• **WHAT THE EXERCISE ASKS**
With the pictures left out, return exactly the lines from the one containing "# report pixel" through the end of the listing below.

[Opening DATA section]

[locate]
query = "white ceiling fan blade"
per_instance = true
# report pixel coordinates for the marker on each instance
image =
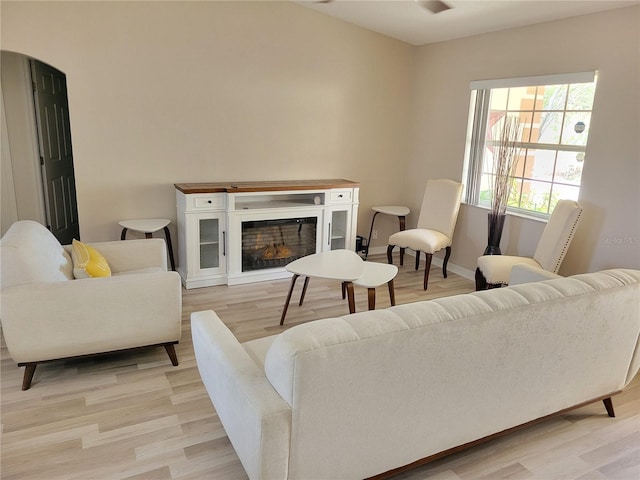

[Closing DATA section]

• **REPLY**
# report pixel coordinates for the marker on each instance
image =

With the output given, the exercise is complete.